### Work request:
Without the pictures, give the listing below again exactly.
Start of Block
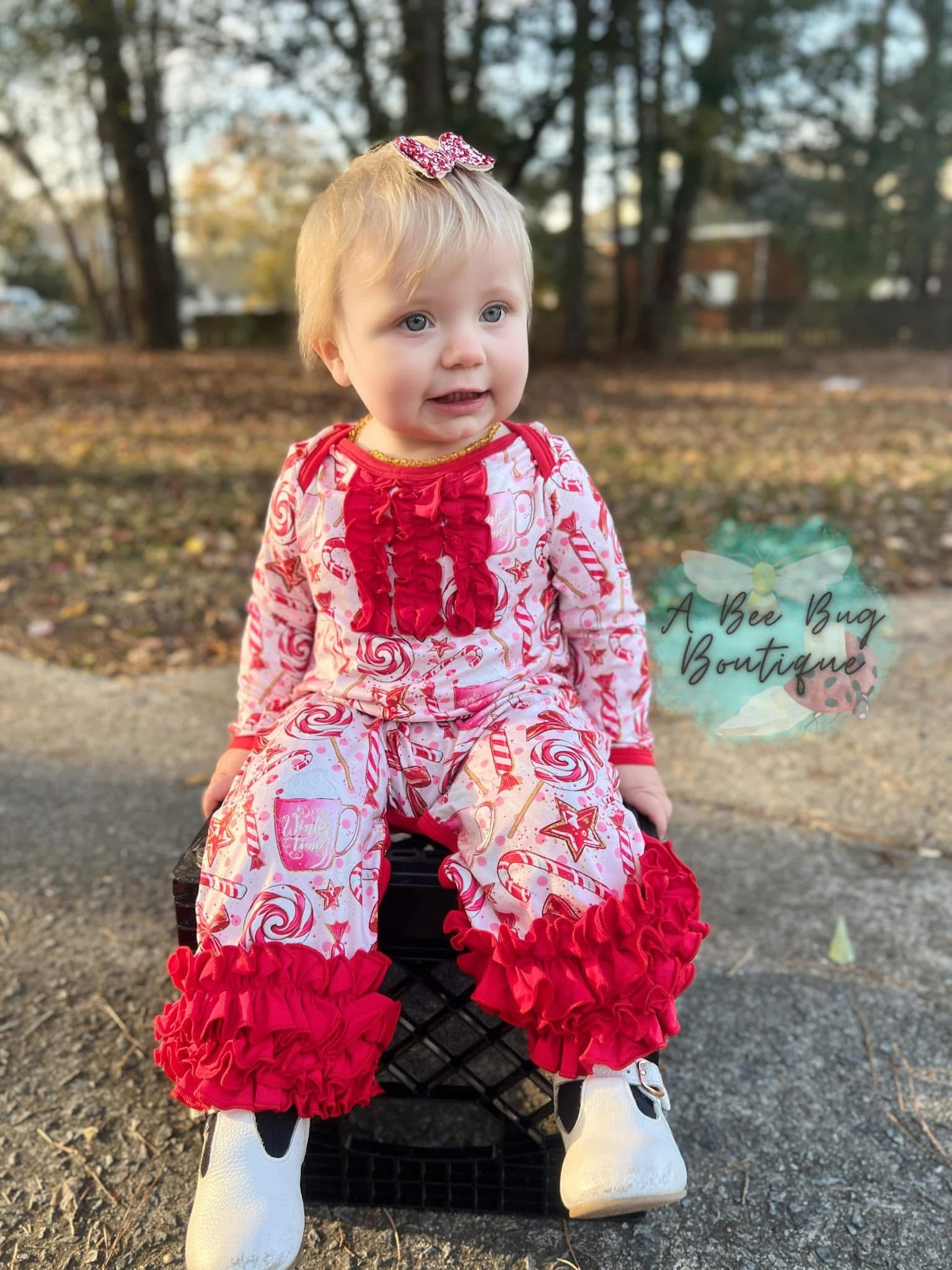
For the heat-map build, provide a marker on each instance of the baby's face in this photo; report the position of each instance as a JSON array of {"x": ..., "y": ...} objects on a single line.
[{"x": 464, "y": 328}]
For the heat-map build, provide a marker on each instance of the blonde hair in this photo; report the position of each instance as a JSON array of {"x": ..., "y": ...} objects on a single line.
[{"x": 381, "y": 198}]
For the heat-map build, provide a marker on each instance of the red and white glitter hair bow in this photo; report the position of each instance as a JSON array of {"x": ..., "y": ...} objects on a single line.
[{"x": 452, "y": 150}]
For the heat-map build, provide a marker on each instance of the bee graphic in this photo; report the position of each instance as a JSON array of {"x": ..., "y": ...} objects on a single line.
[{"x": 716, "y": 577}]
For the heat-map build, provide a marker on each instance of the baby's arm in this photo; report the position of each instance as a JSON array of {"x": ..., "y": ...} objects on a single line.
[
  {"x": 606, "y": 630},
  {"x": 278, "y": 637},
  {"x": 601, "y": 618}
]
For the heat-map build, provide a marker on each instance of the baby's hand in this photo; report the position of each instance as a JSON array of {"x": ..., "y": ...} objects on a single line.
[
  {"x": 225, "y": 773},
  {"x": 641, "y": 786}
]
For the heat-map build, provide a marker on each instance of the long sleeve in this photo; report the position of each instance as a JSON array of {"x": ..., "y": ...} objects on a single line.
[
  {"x": 601, "y": 618},
  {"x": 278, "y": 637}
]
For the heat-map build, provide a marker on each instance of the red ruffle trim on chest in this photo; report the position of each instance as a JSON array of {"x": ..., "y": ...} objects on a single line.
[
  {"x": 409, "y": 518},
  {"x": 412, "y": 523}
]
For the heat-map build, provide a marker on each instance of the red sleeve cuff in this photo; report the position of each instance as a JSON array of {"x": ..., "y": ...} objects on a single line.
[{"x": 632, "y": 755}]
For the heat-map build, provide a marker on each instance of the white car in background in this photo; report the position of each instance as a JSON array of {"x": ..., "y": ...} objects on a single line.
[{"x": 25, "y": 315}]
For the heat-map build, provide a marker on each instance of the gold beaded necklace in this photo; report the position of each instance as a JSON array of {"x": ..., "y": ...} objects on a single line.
[{"x": 423, "y": 463}]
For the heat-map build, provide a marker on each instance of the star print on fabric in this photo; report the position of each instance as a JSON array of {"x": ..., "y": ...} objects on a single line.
[
  {"x": 575, "y": 828},
  {"x": 518, "y": 571},
  {"x": 288, "y": 571},
  {"x": 330, "y": 894},
  {"x": 337, "y": 934},
  {"x": 220, "y": 836}
]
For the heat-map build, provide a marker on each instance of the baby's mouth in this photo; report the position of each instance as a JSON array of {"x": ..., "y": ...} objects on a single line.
[{"x": 460, "y": 397}]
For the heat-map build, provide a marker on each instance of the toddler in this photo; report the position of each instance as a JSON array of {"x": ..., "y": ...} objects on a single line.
[{"x": 442, "y": 638}]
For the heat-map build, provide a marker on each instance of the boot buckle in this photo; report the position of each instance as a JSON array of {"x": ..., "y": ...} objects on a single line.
[{"x": 650, "y": 1080}]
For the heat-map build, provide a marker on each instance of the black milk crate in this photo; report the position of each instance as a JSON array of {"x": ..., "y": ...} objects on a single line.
[{"x": 466, "y": 1119}]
End of Block
### Response box:
For the heat-map build, provide a marker on each instance of the baby's face in this photo; report the position of each instance as a JSON array of {"x": ..., "y": ...} objects on a single line.
[{"x": 464, "y": 328}]
For the heat-map build, provide a marker on each instance of the blonde hair in this photo; report the position of each instance as a JSON array of {"x": ..., "y": ...} objects on a single line.
[{"x": 381, "y": 198}]
For the heat-map build, provide a marker on each instance of the red and white glitter hair bow in this photo; report the position of each instance as a JSON array of {"x": ..., "y": ...} objects on a single line.
[{"x": 452, "y": 150}]
For the heat-map build, provide a marker on each instance of the bee graphic in this photo; report the position of each instance as a JSON array of {"x": ..., "y": ...} objects on a single line.
[{"x": 716, "y": 577}]
For the heat-map build, provide a marker on each instance of the baby's arm in this photo; report the position of each instance as a JSON array of {"x": ..., "y": ...} objects on a single line.
[
  {"x": 606, "y": 630},
  {"x": 278, "y": 637},
  {"x": 601, "y": 618}
]
For the heat-map build, provide a marker on each instance of the baby's hand in this photo; report the position of each instance as a JSON array of {"x": ..., "y": ...} objects on a single line.
[
  {"x": 225, "y": 773},
  {"x": 641, "y": 786}
]
For the heat-map build, provide a marker on each instance of the long sleeve in this photo; report the position of each instance as a JSON array of {"x": ..., "y": ...} objects on a single line.
[
  {"x": 601, "y": 618},
  {"x": 278, "y": 637}
]
For the heat-map build, provide a marker on each instance of the red ruffle trim on chest in this photo; report the position of each instance as a JSON array of {"x": ..., "y": ...} objects on a single line.
[
  {"x": 409, "y": 518},
  {"x": 412, "y": 523}
]
For the heat-map build, provide a marker on each instance of the red sleeve cuff in this photo; report the position of each instance as a JSON array of {"x": ..., "y": ...} objects on a single line.
[{"x": 632, "y": 755}]
For the heat-map build, provide a marker on each instance of the white car in background in this photo; report the position of each instance as a JSON array of {"x": ..., "y": ...} objects on a single line.
[{"x": 25, "y": 315}]
For the heat-map build, provide a marker on each instance of the gold beaded necklace in this photo; report the position of each instance as a JSON array of {"x": ..., "y": ...} objects on a single line.
[{"x": 423, "y": 463}]
For the heat-map build, provide a marker on each instance of the star print on fabric in this photo; report the position of each instance as a JSON array of {"x": ..., "y": ...} objects on a single line.
[
  {"x": 575, "y": 828},
  {"x": 518, "y": 571},
  {"x": 288, "y": 571},
  {"x": 330, "y": 894},
  {"x": 337, "y": 934},
  {"x": 220, "y": 836}
]
For the heat-map build, provide a marker on each instance of the baby's mouth in this photo; report the position of each instance as a JSON array of {"x": ..., "y": ...} objects on a single line.
[{"x": 460, "y": 397}]
For the heat-map build, provide a marker on each instance of the toddler in this photo; report the position of each instance as a JSON array of {"x": ..., "y": ...} objects on a single line.
[{"x": 442, "y": 638}]
For the heat-map build, provide a marker on each instance of the boot buckle in this photo; report the position of each instance as a JSON array of {"x": ..., "y": ...} objects on a single line.
[{"x": 650, "y": 1080}]
For the heat-map build, provide a marker on each instance of the black milk crate in this photo; report the position of each instance as a JSON array of {"x": ..., "y": ...} objects on a single line.
[{"x": 466, "y": 1119}]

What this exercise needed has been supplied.